- Explore the material
**A)** Answer these from the steam extraction text:
(i) At about what temperature is the remaining steam liquefied in the condenser?
(ii) What power loss ratios do modern cogeneration plants have when delivering heat in the range of 80 °C-120 °C?
(iii) In the T-s diagram, what does the upper hatched part of the red area correspond to?
**B)** Copy the steam extraction text word for word, from "Modern cogeneration plants" up to and including "the electrical energy.".

- Text excerpt
***

The picture on the right shows in the left part the principle of steam extraction. After the intermediate-pressure section of the turbine, i.e. before the low-pressure section, steam is diverted and flows into the heating condenser, where it transfers heat to the heating circuit (temperature level T_{H} about 100 °C) and liquefies. The remaining steam works in the low-pressure section of the turbine and is then liquefied in the condenser at approx. 30 °C. Then it is fed via the condensate pump to the feedwater circuit. The partial steam flow, which goes into the heating condenser at high temperature can no longer work in the low-pressure section and is responsible for the loss of power.

The right-hand side of the picture shows the associated T-s diagram (see Rankine cycle) for an operating state in which half of the waste heat is used for heating purposes. To the left of the red square, the white area below the red line corresponds to the waste heat (q_{out}), which is released via the condenser to the environment (ambient temperature level T_{A}). The entire red area corresponds to the useful heat (q_{heat}), the upper hatched part of this area corresponds to the power loss in the low pressure stage.

Modern cogeneration plants have power loss ratios of about 1/5 to 1/9 when delivering heat in the range of 80 °C-120 °C. That means in exchange of one kWh of electrical energy ca. 5 up to 9 kWh of useful heat are obtained.

Based on the equivalence of power loss and gain of heat, the power loss method assigns CO_{2} emissions and primary energy from the fuel to the useful heat and the electrical energy.

***

- Provided records
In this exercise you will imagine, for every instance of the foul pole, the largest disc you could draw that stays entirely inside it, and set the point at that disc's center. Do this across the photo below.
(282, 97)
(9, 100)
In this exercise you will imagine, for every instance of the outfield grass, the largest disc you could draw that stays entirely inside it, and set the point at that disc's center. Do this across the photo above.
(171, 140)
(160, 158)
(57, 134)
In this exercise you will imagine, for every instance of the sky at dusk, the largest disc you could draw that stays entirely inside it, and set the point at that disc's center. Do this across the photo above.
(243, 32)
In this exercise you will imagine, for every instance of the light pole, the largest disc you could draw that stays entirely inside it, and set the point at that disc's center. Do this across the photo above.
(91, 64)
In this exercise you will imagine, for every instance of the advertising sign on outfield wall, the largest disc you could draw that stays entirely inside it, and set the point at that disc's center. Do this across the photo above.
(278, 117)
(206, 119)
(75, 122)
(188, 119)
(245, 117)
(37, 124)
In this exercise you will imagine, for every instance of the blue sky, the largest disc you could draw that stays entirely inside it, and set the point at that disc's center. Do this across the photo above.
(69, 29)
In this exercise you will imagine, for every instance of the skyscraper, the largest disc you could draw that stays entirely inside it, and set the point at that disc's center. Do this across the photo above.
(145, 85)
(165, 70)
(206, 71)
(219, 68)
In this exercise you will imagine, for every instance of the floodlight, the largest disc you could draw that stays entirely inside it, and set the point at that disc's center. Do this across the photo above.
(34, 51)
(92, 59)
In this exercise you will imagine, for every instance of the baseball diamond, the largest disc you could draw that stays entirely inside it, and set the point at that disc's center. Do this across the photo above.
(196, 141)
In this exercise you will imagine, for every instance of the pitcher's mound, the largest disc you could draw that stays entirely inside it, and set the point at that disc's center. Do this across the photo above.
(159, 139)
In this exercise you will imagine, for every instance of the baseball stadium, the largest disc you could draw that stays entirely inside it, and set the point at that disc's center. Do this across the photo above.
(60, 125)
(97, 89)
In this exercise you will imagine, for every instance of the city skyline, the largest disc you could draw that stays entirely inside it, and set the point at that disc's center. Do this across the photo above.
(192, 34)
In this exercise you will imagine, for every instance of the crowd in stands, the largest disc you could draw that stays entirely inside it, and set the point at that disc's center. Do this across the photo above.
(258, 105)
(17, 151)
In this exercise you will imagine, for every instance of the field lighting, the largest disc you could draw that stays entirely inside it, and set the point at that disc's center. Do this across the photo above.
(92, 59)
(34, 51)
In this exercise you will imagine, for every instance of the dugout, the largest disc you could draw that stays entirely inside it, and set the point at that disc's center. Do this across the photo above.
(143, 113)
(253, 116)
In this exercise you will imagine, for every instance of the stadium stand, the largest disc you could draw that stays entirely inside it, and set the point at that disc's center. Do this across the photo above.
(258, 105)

***

- Answers to this exercise
**A)**
(i) Approx. 30 °C.
(ii) About 1/5 to 1/9.
(iii) The power loss in the low pressure stage.

**B)**
Modern cogeneration plants have power loss ratios of about 1/5 to 1/9 when delivering heat in the range of 80 °C-120 °C. That means in exchange of one kWh of electrical energy ca. 5 up to 9 kWh of useful heat are obtained.

Based on the equivalence of power loss and gain of heat, the power loss method assigns CO_{2} emissions and primary energy from the fuel to the useful heat and the electrical energy.